#### QUOTED TEXT
Lord Coleridge says the law of blasphemy is undoubtedly a disagreeable law,
and in my opinion he lets humanity get the better of his legal judgment. He lays it down that if the decencies of controversy are observed, even the fundamentals of religion may be attacked without a person being guilty of blasphemous libel.
Now such a decision can only be a stepping-stone to the abolition of the law. Who can define the decencies of controversy?
Everyone has his own criterion in such matters, which is usually unconscious and fluctuating. What shocks one man pleases another. Does not the proverb say that one man's meat is another man's poison? Lord Coleridge reduces Blasphemy to a matter of taste, and de gustibus non est disputandum. According to this view, the prosecution has simply to put any heretical work into the hands of a jury, and say, Gentlemen, do you like that? If you do, the prisoner is innocent; if you do not, you must find him guilty.

#### EXTRACTED INFORMATION
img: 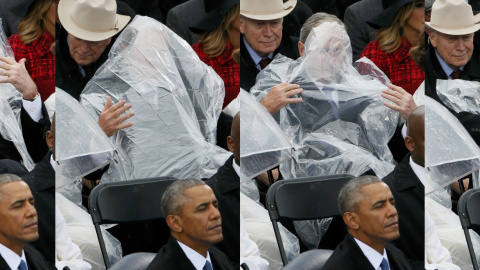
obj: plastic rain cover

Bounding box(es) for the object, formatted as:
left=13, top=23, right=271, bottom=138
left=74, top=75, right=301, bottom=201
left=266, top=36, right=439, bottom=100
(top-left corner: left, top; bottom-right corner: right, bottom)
left=55, top=88, right=114, bottom=188
left=81, top=16, right=231, bottom=182
left=425, top=96, right=480, bottom=194
left=249, top=22, right=399, bottom=178
left=0, top=19, right=35, bottom=171
left=239, top=89, right=293, bottom=182
left=437, top=80, right=480, bottom=114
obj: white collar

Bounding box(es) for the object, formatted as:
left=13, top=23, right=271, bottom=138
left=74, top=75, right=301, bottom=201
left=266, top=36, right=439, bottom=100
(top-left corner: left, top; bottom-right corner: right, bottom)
left=435, top=48, right=465, bottom=79
left=50, top=155, right=56, bottom=171
left=353, top=237, right=390, bottom=269
left=232, top=157, right=240, bottom=176
left=0, top=244, right=28, bottom=270
left=176, top=240, right=213, bottom=270
left=408, top=156, right=425, bottom=185
left=243, top=36, right=273, bottom=70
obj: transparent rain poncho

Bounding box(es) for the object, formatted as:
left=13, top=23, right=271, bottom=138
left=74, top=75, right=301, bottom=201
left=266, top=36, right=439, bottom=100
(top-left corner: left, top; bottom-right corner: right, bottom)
left=425, top=96, right=480, bottom=195
left=55, top=88, right=114, bottom=188
left=249, top=22, right=399, bottom=178
left=81, top=16, right=231, bottom=181
left=0, top=19, right=35, bottom=171
left=437, top=80, right=480, bottom=115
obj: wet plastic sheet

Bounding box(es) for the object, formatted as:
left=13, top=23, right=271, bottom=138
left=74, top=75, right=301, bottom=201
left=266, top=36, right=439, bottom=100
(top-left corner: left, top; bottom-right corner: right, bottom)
left=249, top=22, right=399, bottom=178
left=437, top=80, right=480, bottom=114
left=425, top=97, right=480, bottom=194
left=239, top=89, right=293, bottom=181
left=81, top=16, right=231, bottom=181
left=55, top=88, right=114, bottom=187
left=0, top=19, right=35, bottom=171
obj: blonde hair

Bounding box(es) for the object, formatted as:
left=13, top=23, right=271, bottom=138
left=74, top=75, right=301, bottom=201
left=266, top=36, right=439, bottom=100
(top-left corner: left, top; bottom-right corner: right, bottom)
left=18, top=0, right=53, bottom=45
left=377, top=1, right=415, bottom=53
left=198, top=5, right=240, bottom=57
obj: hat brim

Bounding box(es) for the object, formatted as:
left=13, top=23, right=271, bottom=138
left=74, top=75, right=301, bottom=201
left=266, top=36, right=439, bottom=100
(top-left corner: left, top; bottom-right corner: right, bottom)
left=425, top=22, right=480, bottom=36
left=240, top=0, right=297, bottom=21
left=58, top=0, right=130, bottom=41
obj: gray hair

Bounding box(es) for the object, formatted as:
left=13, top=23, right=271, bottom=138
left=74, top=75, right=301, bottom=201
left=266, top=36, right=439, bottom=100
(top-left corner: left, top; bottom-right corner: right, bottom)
left=299, top=12, right=345, bottom=43
left=0, top=173, right=23, bottom=198
left=338, top=175, right=382, bottom=215
left=161, top=179, right=206, bottom=217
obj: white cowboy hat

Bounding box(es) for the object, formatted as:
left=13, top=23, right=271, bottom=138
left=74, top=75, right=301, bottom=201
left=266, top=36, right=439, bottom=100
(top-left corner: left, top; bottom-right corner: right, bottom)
left=240, top=0, right=297, bottom=21
left=425, top=0, right=480, bottom=36
left=58, top=0, right=130, bottom=41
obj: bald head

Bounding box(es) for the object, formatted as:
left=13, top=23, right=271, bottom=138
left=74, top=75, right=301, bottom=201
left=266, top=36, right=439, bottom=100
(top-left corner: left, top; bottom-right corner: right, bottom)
left=405, top=106, right=425, bottom=167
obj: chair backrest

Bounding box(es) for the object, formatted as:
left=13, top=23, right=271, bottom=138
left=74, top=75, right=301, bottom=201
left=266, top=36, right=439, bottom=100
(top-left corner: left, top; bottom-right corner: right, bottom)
left=88, top=177, right=176, bottom=268
left=457, top=188, right=480, bottom=270
left=266, top=174, right=355, bottom=265
left=282, top=249, right=333, bottom=270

#### WHAT YOU SHOULD DO
In the passage on the law of blasphemy, under what condition does Lord Coleridge say even the fundamentals of religion may be attacked without a person being guilty of blasphemous libel?

#### RESULT BELOW
If the decencies of controversy are observed.